EXCERPTED RECORDS:
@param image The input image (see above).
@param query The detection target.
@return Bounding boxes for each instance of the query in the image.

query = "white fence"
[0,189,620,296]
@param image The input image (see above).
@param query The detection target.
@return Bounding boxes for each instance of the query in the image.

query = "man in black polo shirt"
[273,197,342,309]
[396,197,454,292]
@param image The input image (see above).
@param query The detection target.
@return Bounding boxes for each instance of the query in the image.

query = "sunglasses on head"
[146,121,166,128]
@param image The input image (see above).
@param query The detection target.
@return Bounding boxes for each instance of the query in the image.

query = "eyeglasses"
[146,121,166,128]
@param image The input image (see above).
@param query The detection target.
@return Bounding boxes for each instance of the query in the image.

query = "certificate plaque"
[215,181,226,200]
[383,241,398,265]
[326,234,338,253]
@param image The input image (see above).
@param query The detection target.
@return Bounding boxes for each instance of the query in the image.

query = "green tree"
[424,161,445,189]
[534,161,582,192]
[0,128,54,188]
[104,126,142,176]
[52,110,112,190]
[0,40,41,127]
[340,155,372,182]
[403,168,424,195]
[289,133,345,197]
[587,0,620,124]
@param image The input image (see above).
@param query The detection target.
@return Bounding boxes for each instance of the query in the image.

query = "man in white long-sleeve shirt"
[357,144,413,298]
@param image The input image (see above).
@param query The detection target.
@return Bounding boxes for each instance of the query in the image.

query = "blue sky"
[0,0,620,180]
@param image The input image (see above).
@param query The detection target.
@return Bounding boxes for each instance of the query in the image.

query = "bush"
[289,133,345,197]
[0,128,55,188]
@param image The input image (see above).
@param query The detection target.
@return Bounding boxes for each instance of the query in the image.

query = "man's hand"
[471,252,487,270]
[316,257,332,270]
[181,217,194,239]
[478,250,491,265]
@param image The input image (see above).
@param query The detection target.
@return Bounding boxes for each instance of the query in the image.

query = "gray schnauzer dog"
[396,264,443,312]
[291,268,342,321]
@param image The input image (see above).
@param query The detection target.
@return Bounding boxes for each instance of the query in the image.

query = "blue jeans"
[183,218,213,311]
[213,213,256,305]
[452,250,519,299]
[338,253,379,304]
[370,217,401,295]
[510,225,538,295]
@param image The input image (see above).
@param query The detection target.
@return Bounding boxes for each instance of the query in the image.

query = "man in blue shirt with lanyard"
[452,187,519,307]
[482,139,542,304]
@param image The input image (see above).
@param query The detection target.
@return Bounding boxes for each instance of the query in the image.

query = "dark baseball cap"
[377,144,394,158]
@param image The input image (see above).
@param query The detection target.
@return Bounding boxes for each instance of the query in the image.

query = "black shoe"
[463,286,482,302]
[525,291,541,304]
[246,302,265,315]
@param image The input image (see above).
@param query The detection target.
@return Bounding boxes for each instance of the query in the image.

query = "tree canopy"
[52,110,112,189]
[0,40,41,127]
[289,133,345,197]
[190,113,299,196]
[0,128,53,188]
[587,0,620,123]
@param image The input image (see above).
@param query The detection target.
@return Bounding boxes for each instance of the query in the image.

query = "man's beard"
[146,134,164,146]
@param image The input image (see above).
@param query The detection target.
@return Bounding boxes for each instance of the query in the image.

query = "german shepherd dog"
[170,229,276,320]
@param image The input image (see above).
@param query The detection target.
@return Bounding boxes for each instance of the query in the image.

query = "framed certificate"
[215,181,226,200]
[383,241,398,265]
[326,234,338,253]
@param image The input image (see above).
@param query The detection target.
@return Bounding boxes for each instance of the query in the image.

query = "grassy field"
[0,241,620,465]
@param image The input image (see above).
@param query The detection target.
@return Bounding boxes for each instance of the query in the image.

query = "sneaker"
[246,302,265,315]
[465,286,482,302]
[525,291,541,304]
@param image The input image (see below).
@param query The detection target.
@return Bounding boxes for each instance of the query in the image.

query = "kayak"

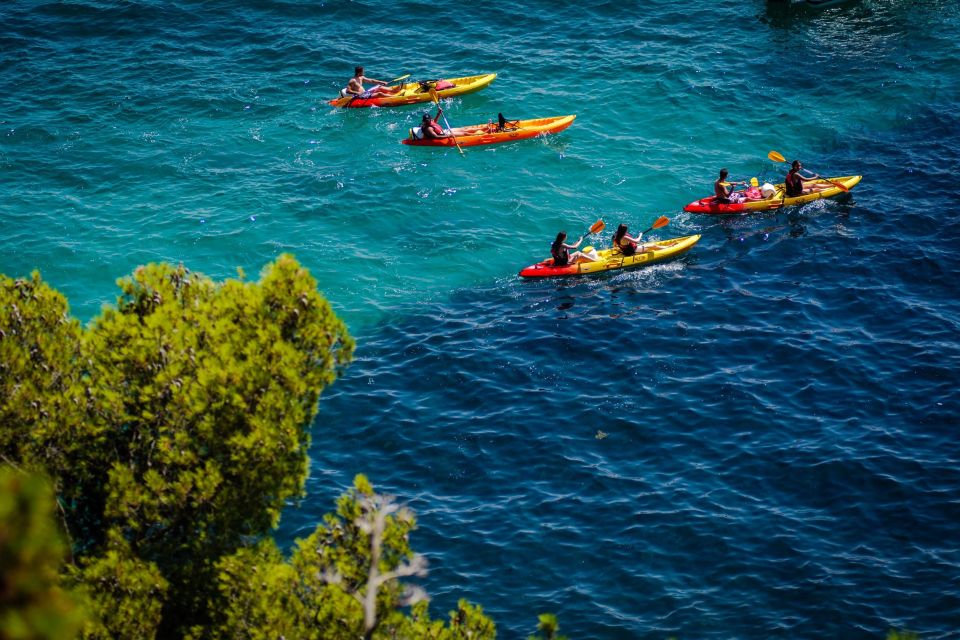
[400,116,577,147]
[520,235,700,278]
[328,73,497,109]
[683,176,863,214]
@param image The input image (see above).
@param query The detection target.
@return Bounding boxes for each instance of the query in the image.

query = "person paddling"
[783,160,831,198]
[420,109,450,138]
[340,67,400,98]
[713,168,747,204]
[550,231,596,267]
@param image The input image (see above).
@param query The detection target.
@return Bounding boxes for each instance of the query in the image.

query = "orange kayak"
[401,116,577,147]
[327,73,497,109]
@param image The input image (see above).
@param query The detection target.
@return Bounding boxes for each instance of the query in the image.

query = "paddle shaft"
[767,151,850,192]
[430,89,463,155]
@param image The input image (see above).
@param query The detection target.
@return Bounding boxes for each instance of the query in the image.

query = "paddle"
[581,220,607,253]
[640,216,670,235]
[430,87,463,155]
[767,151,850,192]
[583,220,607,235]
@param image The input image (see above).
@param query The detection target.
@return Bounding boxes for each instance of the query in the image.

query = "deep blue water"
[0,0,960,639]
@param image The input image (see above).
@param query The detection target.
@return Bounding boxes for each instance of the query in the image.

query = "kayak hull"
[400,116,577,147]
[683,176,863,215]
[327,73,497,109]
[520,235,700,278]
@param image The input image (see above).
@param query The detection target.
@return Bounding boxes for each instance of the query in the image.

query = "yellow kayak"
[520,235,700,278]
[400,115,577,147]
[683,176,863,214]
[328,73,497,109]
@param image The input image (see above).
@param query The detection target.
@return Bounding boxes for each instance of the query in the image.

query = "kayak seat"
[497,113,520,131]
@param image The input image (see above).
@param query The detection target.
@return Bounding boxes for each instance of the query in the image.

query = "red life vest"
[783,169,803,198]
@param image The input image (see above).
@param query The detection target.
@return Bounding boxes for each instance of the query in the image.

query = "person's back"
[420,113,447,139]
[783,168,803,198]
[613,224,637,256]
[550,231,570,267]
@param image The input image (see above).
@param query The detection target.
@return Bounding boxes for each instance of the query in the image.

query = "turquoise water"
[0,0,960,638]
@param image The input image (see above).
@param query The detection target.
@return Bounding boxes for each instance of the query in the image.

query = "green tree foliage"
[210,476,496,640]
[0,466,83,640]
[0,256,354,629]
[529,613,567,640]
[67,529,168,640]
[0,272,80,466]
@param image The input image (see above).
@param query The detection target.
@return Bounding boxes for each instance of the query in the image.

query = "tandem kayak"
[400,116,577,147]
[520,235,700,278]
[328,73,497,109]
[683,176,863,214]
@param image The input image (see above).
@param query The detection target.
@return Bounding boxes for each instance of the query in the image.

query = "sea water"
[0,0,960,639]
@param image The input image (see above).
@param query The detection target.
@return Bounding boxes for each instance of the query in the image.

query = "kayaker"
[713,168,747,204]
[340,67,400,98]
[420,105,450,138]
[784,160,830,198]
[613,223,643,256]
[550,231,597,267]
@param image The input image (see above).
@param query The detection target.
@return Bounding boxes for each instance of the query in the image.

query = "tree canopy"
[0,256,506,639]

...

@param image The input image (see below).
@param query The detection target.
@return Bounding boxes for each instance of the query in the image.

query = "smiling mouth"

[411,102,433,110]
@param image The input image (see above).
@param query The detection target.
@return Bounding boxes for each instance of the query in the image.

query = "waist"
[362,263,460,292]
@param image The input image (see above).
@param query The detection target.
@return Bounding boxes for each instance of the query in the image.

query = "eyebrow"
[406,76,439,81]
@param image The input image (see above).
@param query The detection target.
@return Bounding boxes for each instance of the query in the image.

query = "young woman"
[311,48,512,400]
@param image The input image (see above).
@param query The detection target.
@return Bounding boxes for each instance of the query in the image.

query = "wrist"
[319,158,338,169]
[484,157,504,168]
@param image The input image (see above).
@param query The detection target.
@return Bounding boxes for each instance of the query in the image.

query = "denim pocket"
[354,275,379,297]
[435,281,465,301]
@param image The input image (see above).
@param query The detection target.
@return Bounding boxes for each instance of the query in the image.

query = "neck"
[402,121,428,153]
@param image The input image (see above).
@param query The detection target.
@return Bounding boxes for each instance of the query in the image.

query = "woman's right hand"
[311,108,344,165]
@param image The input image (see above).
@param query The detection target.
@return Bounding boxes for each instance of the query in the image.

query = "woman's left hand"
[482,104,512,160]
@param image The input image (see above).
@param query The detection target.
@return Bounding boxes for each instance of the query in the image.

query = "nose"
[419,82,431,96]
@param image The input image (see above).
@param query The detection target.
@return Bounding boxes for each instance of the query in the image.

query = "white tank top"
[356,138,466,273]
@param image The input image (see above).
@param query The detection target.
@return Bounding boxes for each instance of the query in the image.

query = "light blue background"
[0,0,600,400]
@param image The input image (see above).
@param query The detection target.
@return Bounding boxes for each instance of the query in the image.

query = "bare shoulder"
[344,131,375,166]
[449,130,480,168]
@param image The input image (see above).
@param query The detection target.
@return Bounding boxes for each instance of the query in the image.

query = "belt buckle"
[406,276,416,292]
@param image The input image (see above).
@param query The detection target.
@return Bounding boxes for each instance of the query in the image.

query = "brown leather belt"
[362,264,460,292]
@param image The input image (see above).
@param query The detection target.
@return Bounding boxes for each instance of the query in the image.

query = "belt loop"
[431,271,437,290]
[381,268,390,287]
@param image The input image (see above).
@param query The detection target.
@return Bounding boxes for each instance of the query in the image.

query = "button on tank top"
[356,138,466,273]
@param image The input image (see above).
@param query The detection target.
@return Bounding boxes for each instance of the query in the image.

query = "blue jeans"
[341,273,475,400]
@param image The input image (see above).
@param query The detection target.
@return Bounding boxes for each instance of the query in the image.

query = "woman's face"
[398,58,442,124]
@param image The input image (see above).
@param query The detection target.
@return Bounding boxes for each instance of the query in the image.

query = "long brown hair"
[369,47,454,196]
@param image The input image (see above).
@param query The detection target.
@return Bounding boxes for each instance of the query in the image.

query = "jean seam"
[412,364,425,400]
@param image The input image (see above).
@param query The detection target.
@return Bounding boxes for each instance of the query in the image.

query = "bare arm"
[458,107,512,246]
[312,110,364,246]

DIRECTIONS FOR THIS TASK:
Please gather every line above that contains the string "tank", copying each one unchanged.

TASK SOLUTION:
query = "white tank top"
query = "button on tank top"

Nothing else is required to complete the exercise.